• WHAT TO WORK ON: The word "green" occurs in some of the lines below; copy each of those lines.

BEGIN SUPPLIED INFORMATION

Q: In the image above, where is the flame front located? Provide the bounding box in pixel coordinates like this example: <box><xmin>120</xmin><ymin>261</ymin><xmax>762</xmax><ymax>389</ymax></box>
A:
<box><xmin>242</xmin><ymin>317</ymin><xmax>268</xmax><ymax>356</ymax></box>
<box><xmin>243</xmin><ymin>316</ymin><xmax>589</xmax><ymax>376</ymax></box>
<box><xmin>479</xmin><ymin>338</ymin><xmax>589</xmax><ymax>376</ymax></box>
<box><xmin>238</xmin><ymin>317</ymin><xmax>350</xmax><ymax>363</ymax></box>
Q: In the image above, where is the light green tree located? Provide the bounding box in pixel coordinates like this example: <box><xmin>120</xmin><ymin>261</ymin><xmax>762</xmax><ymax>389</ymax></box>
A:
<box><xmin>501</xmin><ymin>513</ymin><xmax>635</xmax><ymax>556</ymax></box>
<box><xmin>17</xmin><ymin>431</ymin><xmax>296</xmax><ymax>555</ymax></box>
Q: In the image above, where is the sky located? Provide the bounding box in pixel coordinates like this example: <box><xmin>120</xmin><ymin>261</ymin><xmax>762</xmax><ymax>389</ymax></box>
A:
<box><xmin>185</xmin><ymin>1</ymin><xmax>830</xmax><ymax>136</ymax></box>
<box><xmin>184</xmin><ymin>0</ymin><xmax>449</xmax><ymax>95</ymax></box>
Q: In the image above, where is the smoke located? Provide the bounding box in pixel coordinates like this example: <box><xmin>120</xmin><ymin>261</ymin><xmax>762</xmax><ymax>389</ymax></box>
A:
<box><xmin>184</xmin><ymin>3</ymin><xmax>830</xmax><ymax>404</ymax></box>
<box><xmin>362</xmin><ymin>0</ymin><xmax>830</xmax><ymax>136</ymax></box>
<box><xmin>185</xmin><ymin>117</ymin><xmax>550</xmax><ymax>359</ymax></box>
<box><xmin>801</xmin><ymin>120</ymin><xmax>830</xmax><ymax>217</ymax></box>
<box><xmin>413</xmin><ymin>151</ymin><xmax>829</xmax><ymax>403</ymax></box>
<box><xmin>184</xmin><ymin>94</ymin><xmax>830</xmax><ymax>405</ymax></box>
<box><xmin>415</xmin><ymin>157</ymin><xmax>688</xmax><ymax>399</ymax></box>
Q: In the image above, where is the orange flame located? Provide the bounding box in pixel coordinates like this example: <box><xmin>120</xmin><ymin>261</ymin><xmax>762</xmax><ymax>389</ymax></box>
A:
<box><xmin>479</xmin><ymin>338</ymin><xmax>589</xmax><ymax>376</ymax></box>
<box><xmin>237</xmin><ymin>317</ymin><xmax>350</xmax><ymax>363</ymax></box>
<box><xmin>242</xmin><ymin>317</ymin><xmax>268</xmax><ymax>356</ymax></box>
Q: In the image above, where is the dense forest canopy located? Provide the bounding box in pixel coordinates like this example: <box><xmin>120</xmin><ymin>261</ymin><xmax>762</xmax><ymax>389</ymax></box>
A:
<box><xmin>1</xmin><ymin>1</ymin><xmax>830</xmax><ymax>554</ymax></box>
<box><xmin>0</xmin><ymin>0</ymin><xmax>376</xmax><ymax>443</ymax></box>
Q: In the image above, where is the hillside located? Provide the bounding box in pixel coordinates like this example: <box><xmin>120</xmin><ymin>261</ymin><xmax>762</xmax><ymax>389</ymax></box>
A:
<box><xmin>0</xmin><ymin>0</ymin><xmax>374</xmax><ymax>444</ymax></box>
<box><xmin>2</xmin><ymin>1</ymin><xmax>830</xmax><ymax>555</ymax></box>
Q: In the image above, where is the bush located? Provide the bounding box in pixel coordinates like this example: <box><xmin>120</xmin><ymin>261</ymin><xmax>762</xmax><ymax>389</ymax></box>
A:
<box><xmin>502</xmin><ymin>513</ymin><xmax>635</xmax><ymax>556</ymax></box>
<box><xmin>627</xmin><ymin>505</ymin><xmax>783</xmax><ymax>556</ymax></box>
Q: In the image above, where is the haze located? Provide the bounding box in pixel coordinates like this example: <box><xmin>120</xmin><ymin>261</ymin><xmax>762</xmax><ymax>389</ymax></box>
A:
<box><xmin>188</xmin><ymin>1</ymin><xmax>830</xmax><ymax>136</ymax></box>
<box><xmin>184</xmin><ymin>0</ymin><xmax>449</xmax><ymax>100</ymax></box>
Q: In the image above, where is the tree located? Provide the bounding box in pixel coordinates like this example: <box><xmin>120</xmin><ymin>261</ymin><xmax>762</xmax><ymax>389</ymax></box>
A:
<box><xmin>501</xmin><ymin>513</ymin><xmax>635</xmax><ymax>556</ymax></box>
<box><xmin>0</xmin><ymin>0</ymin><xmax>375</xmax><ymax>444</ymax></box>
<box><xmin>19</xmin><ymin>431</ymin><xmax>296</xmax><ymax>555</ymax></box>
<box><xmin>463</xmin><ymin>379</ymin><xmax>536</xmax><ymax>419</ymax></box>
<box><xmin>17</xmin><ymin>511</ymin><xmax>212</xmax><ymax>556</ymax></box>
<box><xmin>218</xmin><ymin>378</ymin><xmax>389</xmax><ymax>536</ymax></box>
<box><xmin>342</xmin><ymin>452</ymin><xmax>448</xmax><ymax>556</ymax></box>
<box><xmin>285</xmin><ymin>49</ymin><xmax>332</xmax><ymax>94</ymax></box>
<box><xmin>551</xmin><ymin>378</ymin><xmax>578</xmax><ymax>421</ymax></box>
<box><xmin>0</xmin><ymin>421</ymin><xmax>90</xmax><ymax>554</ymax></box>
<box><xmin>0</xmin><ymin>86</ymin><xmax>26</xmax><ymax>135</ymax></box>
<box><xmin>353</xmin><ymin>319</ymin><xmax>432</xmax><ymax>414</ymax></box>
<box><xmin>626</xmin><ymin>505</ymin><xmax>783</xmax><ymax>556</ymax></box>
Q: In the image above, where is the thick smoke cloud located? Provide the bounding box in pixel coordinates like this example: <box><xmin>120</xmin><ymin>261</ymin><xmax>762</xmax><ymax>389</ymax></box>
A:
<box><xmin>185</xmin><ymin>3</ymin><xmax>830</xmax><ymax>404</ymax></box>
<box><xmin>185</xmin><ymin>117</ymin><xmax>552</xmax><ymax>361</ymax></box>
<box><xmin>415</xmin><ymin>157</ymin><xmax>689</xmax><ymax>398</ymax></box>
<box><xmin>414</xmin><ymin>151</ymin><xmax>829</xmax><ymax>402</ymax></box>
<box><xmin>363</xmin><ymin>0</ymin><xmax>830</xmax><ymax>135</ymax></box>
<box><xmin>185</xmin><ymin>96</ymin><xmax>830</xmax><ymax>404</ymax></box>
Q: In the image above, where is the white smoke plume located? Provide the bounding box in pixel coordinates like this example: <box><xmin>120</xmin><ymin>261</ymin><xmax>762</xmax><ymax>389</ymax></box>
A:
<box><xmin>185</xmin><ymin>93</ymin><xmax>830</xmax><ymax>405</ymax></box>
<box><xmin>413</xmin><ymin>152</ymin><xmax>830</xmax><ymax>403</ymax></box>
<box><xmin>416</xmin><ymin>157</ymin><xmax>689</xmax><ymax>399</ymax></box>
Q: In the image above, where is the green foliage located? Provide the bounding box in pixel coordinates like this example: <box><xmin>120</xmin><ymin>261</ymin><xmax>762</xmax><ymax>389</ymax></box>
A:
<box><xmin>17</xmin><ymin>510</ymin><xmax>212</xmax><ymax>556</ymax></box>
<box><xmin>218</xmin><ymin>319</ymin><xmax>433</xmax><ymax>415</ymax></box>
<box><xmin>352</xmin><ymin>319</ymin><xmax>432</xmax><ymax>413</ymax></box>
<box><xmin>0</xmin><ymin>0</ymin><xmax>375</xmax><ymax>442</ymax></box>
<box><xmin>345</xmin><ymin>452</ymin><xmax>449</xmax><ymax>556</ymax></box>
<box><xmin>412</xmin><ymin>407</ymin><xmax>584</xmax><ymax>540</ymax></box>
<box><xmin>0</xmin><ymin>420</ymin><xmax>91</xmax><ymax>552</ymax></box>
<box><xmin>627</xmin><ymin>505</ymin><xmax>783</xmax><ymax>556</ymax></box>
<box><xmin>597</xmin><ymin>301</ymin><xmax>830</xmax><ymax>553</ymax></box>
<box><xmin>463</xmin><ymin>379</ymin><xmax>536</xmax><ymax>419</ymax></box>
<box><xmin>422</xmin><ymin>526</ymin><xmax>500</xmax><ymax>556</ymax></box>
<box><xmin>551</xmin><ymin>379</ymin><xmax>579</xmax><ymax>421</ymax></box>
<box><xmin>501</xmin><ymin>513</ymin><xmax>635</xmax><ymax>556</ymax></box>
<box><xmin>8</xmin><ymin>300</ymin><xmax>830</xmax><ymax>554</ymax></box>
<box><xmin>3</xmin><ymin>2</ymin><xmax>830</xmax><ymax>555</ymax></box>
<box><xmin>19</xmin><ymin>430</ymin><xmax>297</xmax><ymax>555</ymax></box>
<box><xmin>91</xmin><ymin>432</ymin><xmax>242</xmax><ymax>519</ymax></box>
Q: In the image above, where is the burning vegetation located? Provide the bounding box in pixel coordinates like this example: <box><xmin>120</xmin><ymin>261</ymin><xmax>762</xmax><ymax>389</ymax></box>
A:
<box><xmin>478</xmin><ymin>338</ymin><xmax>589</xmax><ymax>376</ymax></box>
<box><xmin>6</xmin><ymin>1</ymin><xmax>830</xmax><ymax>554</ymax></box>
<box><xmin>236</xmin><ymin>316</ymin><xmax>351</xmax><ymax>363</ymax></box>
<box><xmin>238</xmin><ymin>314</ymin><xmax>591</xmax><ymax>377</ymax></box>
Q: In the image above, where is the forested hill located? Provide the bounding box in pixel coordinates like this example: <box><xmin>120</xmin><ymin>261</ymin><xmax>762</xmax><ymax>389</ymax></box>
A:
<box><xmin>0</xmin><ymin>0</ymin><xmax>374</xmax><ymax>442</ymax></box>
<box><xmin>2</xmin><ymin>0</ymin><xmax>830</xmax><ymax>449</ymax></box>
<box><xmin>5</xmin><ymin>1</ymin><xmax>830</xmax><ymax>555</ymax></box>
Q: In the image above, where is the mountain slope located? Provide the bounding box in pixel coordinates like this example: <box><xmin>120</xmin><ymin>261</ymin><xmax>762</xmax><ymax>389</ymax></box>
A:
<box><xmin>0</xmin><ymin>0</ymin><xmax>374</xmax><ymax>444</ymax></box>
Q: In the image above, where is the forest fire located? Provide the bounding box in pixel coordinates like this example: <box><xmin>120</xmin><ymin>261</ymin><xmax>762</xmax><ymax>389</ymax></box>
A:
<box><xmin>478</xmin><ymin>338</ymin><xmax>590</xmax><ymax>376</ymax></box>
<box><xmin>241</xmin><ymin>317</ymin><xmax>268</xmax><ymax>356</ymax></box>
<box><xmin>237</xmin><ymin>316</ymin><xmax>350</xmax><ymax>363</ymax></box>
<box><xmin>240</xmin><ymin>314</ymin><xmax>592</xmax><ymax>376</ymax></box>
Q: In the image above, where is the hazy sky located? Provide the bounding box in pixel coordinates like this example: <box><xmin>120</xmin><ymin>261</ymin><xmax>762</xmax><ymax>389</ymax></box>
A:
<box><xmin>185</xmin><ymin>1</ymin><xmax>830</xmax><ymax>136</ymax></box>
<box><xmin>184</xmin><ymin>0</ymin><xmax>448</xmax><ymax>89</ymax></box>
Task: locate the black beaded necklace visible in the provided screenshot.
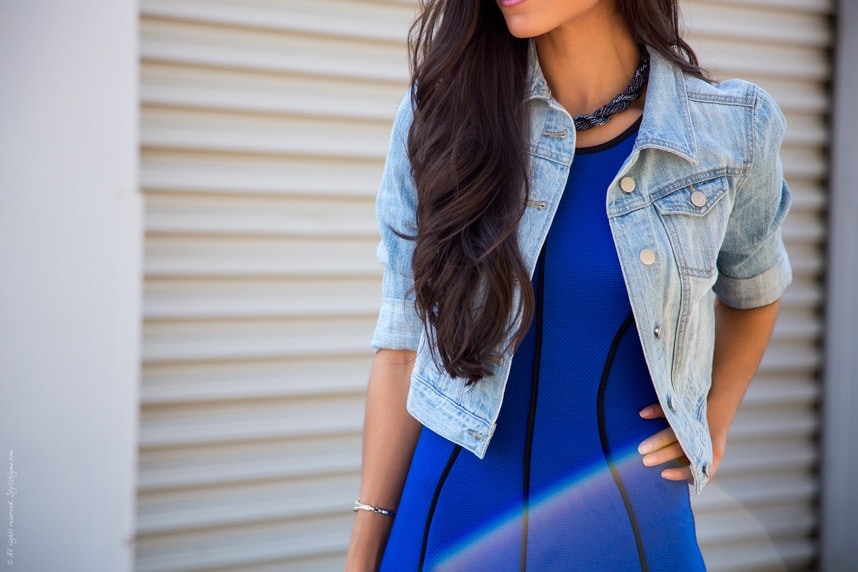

END SUPPLIED INFORMATION

• ANSWER SPACE:
Q: In the image above, where is the light green tree located? Provide the bounding box in pixel coordinates like this example: <box><xmin>120</xmin><ymin>261</ymin><xmax>762</xmax><ymax>389</ymax></box>
Q: In the image above, where is the green foliage located? Provide the bounding box in pixel coordinates like this example: <box><xmin>120</xmin><ymin>261</ymin><xmax>762</xmax><ymax>389</ymax></box>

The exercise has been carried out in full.